## Your task
Copy the lines below from the line with "indicate the streetlight" to the line with "[(619, 30)]", both included, keeping each request unchanged and multiplying every coordinate in the point lists by 2.05. Round each result to a whole number, with halves rounded up.

(Object pointing dataset rows)
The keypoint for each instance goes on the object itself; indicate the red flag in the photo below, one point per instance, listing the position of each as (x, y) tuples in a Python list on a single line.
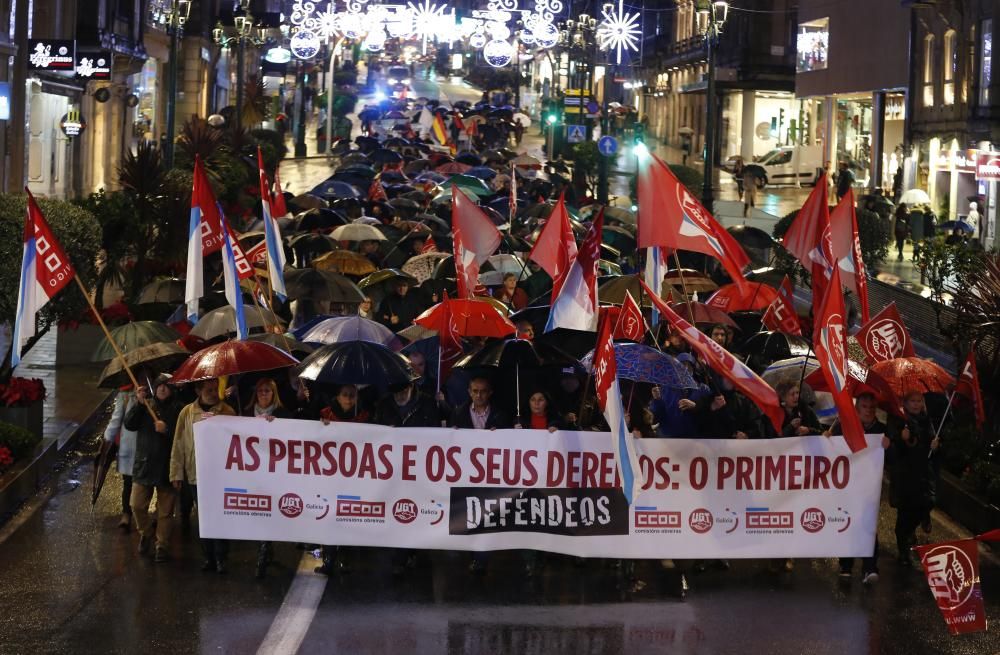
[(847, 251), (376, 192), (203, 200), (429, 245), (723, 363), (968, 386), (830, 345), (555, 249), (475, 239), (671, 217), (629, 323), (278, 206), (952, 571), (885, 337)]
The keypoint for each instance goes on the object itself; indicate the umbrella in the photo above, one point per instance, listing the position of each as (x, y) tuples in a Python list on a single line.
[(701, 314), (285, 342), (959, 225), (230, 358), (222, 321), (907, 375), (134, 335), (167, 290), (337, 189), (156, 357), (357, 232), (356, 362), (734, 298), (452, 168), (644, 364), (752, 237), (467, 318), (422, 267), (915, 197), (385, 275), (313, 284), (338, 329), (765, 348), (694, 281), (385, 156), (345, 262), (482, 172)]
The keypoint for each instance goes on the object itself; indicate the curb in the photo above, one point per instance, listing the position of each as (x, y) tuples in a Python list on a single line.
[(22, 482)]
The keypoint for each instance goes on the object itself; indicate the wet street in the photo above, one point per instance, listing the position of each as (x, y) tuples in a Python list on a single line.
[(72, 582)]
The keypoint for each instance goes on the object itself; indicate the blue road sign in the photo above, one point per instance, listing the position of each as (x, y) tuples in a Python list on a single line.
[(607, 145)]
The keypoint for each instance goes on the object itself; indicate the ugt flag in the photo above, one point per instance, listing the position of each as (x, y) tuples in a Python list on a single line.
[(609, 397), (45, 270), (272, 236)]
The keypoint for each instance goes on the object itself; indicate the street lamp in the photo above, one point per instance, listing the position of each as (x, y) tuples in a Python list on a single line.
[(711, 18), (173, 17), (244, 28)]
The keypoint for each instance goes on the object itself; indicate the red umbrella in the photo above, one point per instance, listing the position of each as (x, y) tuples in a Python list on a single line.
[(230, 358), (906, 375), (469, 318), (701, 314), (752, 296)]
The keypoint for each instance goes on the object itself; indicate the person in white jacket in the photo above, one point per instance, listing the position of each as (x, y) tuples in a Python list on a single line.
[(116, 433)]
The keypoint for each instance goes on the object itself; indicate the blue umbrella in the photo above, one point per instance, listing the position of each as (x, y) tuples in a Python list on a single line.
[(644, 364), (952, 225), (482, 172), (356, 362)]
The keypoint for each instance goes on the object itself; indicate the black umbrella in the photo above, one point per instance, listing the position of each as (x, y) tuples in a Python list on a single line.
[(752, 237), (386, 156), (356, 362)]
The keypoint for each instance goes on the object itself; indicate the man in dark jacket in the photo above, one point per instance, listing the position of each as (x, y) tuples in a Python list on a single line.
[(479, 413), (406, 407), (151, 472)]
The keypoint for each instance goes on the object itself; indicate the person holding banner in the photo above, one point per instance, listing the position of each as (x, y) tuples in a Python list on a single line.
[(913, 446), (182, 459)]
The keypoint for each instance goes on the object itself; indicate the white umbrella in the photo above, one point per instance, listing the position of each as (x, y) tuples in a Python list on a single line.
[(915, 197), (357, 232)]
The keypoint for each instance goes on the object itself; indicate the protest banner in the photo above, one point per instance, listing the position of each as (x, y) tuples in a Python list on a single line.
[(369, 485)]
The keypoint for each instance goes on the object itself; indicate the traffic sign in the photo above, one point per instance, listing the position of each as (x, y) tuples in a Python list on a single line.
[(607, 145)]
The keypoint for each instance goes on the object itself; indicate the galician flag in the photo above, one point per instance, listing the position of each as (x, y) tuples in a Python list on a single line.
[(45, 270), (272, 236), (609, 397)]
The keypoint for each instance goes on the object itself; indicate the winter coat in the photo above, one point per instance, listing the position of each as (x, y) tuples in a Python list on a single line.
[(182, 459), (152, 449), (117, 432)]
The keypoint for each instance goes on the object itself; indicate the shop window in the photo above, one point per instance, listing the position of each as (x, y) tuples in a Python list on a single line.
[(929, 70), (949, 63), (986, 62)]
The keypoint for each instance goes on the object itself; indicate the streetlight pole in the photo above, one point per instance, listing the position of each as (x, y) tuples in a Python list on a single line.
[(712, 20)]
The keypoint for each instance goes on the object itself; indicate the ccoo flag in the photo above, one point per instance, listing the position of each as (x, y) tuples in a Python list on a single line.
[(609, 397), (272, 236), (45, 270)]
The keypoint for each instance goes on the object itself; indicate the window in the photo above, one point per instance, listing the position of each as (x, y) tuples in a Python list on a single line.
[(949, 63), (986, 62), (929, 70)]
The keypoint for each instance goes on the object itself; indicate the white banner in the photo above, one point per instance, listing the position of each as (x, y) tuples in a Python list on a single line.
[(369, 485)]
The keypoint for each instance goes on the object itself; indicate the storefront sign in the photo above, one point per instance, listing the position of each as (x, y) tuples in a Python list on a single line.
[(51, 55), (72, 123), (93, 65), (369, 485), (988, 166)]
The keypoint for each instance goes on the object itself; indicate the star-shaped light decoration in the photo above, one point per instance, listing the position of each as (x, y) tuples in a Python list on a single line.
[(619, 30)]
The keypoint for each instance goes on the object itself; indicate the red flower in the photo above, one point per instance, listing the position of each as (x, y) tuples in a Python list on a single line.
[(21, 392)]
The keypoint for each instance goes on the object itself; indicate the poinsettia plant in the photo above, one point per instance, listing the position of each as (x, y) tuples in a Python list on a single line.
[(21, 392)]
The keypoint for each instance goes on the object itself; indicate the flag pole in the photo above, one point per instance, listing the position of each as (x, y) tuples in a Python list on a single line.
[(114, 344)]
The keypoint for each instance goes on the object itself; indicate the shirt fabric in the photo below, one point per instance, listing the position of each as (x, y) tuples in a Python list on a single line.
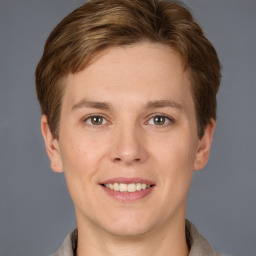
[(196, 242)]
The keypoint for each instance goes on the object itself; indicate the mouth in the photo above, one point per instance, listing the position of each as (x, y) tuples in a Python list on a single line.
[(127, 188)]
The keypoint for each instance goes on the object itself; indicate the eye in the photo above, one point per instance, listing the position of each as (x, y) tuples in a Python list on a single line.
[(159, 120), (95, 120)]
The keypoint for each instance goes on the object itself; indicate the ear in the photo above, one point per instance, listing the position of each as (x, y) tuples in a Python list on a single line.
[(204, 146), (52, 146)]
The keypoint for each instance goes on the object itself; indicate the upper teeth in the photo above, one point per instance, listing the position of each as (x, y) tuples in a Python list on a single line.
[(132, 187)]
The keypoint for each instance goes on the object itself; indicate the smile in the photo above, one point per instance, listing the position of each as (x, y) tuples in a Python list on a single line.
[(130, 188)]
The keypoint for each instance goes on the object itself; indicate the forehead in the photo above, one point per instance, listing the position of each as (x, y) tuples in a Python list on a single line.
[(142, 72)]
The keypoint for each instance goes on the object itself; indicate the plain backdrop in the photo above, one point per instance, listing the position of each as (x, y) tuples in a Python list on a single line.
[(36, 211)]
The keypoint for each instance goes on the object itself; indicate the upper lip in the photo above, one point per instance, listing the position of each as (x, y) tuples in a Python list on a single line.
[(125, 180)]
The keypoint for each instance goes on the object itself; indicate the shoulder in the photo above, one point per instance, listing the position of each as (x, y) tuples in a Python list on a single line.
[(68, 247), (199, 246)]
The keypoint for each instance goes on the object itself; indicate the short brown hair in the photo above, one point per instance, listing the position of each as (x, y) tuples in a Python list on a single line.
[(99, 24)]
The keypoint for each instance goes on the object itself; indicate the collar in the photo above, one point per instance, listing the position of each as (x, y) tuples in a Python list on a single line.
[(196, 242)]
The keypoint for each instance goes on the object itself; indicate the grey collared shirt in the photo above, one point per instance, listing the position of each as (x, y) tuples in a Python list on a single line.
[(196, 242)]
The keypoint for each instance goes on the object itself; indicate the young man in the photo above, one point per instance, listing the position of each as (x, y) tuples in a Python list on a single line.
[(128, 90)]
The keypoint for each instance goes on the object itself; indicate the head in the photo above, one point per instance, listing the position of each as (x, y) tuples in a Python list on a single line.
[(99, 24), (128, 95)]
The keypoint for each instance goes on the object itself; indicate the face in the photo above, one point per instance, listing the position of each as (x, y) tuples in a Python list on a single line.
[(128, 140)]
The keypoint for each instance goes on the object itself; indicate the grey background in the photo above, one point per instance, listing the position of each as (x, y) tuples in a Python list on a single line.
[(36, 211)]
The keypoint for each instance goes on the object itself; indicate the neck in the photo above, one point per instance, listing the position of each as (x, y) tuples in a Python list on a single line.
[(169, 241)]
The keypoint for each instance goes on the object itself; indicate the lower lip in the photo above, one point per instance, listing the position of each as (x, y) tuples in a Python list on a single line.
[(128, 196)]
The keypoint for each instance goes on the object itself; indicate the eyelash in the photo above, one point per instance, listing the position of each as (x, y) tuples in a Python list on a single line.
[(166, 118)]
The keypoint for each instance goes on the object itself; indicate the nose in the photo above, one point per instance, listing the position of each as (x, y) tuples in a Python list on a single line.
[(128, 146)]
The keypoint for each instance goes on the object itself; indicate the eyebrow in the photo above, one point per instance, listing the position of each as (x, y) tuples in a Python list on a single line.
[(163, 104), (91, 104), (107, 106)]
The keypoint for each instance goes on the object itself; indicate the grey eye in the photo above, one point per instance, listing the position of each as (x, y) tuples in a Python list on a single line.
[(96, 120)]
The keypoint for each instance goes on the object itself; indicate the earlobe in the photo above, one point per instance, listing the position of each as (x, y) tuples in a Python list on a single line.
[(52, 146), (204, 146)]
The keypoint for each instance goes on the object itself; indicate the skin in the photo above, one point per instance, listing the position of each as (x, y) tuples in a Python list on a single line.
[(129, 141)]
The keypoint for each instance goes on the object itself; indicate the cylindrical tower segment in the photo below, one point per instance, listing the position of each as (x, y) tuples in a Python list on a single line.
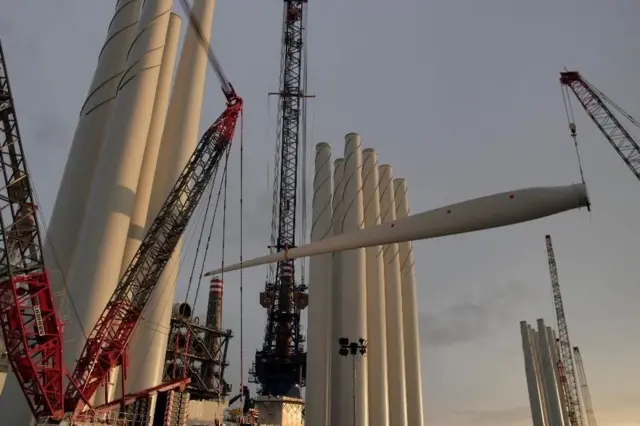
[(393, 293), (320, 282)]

## Result for this task
The keypoint for each instance goes on the object itself; indicate the streetlight pole in the photo above, one point per instance, listing the position of each as (x, y) tuples in a Python list on a single line.
[(1460, 41)]
The keypoint for each instance goes on the object itself; indicate the ccoo flag in the photo above, one point per instance, listing the position of each as (x, y) tuples in a Python list on a single line.
[(1248, 814), (558, 484), (92, 554)]
The keypoint for each instance goes on the object itself; indicate the window in the photo above, one point per instance, listing the position of each as (x, y) tuples in a Python list on a single line.
[(1945, 129), (2021, 127), (1904, 144)]
The keypoint for each instance goes on the object itself; indicate the white banner in the photo above, one point per instance, listing the position of each as (x, y) tuples in a Python list on a single line.
[(756, 994)]
The keypoint for each instance goes on the object itself; indicate the storefront sign in the photo above, one point per instance, listing the position of each as (x, y) tuples in a Python list on a single line.
[(105, 113), (148, 252), (191, 133), (756, 994), (2025, 340)]
The keypoint for each instance goes on the object itself; indicate the star-shaped light decoration in the photo above, one point per instance, listing the position of each as (x, y) tuples in a Python list on a single line.
[(1269, 62)]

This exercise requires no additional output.